:: INPUT DATA ::
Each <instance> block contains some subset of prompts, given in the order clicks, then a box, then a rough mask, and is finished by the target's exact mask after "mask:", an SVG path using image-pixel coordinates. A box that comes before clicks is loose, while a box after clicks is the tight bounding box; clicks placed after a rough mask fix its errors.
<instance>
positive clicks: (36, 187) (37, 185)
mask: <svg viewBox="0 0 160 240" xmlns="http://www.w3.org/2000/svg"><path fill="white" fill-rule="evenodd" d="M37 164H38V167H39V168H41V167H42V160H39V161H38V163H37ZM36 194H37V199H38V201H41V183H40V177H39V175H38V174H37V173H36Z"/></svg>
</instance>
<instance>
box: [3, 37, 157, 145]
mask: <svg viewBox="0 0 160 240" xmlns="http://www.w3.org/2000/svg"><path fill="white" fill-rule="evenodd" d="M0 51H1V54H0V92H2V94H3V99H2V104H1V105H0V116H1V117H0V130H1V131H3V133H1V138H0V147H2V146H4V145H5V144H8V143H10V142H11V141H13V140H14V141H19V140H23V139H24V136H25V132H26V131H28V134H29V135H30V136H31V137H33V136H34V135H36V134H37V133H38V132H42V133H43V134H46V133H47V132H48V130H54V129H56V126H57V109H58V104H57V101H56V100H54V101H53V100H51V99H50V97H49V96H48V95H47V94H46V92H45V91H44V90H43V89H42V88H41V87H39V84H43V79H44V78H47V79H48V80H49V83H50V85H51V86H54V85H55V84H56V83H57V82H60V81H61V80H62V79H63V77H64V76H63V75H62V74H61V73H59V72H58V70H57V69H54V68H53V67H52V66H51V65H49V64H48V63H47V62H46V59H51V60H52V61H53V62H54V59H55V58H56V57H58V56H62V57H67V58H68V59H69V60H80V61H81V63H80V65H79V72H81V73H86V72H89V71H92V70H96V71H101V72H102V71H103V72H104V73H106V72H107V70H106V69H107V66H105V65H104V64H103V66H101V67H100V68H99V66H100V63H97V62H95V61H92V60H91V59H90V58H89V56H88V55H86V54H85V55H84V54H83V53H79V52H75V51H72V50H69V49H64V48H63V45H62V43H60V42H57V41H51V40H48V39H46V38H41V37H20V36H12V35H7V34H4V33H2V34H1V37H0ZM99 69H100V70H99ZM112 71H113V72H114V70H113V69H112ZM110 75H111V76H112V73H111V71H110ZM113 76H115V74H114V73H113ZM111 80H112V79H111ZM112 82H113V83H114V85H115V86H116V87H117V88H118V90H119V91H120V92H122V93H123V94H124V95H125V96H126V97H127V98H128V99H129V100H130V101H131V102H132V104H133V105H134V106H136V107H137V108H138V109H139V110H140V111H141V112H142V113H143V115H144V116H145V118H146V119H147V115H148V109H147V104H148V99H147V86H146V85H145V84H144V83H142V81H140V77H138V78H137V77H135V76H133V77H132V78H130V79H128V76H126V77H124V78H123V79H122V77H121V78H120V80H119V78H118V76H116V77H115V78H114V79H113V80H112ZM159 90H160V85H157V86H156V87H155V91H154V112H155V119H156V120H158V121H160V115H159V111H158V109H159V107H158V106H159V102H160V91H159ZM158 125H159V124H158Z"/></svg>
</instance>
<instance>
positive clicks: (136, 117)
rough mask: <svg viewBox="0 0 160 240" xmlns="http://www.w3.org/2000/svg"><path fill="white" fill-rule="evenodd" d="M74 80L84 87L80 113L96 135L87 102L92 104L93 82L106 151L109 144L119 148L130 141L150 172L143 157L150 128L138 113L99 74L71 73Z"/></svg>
==
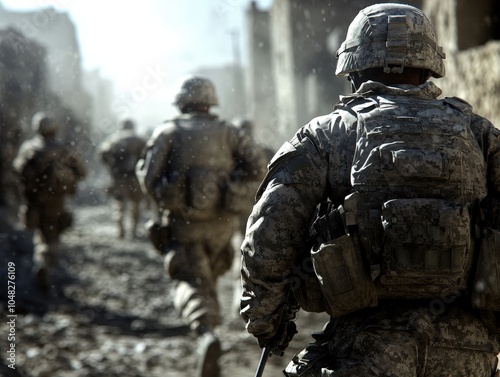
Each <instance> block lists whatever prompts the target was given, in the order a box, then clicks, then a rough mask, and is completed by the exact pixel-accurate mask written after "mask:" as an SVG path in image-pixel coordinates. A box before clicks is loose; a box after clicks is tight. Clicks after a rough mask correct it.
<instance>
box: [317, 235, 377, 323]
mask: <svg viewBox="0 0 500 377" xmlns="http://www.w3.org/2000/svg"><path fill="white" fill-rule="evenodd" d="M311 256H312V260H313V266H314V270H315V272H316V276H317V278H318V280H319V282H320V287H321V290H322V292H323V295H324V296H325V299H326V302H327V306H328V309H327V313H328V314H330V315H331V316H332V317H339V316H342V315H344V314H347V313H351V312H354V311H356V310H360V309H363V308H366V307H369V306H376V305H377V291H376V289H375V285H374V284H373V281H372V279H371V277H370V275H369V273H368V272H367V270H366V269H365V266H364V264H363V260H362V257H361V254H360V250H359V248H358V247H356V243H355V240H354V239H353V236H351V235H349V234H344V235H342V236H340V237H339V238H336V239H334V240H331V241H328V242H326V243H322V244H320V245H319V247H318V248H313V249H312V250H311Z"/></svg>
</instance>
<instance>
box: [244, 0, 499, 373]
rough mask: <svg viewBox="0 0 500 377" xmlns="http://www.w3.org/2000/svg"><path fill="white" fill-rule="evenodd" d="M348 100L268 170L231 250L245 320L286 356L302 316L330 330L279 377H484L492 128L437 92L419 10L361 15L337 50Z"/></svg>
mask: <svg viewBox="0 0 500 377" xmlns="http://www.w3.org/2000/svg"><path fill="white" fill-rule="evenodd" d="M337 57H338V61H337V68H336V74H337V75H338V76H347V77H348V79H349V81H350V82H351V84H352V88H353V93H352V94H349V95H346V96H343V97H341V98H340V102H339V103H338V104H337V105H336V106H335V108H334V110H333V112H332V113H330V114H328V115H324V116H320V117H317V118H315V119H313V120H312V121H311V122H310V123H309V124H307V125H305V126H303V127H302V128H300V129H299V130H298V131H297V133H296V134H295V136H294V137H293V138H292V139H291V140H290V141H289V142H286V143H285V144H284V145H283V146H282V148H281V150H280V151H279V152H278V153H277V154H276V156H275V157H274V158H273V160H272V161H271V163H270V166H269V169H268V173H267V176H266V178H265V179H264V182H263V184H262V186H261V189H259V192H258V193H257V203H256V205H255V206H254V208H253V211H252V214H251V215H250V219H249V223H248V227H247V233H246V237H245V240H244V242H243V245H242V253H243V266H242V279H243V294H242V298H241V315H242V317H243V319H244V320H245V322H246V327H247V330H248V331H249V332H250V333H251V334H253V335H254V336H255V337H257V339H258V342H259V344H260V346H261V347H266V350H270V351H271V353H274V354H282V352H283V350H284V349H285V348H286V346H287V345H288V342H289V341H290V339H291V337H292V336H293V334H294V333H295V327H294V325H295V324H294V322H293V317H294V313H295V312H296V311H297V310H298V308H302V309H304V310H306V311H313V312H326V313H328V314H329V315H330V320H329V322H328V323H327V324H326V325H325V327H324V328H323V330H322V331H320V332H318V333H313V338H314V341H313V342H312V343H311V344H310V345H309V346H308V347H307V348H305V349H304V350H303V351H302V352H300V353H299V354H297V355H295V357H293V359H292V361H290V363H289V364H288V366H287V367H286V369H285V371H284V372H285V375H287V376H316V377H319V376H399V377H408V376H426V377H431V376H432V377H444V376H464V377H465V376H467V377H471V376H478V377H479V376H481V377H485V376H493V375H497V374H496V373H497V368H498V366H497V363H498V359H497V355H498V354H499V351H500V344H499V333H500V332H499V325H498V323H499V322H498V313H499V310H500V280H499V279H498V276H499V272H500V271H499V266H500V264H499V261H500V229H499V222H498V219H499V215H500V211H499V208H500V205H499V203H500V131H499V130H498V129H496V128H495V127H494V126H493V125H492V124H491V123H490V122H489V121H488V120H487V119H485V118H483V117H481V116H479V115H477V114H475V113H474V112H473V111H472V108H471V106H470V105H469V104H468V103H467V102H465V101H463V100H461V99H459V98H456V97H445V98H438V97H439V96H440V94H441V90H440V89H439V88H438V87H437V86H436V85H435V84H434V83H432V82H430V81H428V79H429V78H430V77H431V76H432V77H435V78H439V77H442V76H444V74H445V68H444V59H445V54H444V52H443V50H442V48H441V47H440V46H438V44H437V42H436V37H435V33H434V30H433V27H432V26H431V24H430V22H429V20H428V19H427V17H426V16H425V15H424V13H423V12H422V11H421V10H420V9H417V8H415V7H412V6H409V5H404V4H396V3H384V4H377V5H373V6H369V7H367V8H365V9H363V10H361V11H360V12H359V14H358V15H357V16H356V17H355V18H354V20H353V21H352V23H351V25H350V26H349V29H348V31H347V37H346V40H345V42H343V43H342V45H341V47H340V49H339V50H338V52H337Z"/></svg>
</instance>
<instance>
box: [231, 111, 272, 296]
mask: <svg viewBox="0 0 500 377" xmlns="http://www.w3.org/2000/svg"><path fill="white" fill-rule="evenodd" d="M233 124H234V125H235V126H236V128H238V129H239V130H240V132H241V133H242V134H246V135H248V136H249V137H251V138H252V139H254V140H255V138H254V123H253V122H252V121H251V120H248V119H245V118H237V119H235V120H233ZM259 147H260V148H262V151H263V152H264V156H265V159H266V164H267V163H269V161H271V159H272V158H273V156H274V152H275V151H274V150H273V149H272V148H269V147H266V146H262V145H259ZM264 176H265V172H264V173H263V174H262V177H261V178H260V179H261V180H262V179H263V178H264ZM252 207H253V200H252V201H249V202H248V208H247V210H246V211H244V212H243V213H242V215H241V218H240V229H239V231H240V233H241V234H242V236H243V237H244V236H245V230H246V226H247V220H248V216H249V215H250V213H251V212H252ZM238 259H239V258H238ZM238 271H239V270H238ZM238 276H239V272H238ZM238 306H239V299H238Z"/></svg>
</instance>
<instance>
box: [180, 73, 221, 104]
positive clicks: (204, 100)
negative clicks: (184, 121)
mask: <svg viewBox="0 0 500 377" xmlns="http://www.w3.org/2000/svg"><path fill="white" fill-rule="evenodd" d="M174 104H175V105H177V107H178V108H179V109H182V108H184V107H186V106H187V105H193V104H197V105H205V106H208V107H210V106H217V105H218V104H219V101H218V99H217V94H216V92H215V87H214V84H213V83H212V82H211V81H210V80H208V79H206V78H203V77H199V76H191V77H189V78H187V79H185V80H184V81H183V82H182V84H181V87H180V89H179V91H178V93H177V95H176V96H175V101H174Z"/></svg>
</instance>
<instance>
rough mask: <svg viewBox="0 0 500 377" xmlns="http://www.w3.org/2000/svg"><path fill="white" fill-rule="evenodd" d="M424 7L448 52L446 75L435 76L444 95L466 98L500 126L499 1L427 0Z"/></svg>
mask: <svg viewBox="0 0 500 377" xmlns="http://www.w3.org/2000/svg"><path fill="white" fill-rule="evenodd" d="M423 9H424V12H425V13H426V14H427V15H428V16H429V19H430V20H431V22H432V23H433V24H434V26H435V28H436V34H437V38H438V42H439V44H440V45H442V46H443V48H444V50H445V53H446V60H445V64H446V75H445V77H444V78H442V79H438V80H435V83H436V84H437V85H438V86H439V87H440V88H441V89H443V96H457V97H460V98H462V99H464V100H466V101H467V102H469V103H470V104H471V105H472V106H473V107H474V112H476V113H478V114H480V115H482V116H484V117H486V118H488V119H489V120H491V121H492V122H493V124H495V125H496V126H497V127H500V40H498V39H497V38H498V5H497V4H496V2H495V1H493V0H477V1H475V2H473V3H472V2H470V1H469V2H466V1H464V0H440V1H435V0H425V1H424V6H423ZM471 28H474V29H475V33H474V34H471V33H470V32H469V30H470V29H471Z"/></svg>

:: PROBLEM REQUIREMENTS ::
Your answer should consist of the lines above that hold the word "order", copied exactly.

:: ANSWER SPACE ::
Each <instance> block contains some subset of prompts, given in the order clicks, then a box, then a rough mask, and is finished by the target's exact mask after "mask:", an SVG path using image-pixel coordinates. A box that comes before clicks is loose, while a box after clicks is the tight bounding box; clicks placed after a rough mask fix its errors.
Each <instance> block lists whatever prompts the target was given, in the order a box, then clicks, then a rough mask, and is completed by the exact pixel-accurate mask written after "mask:" as an SVG path in image-pixel coordinates. A box before clicks is loose; a box after clicks is tight. Clicks after a rough mask correct it.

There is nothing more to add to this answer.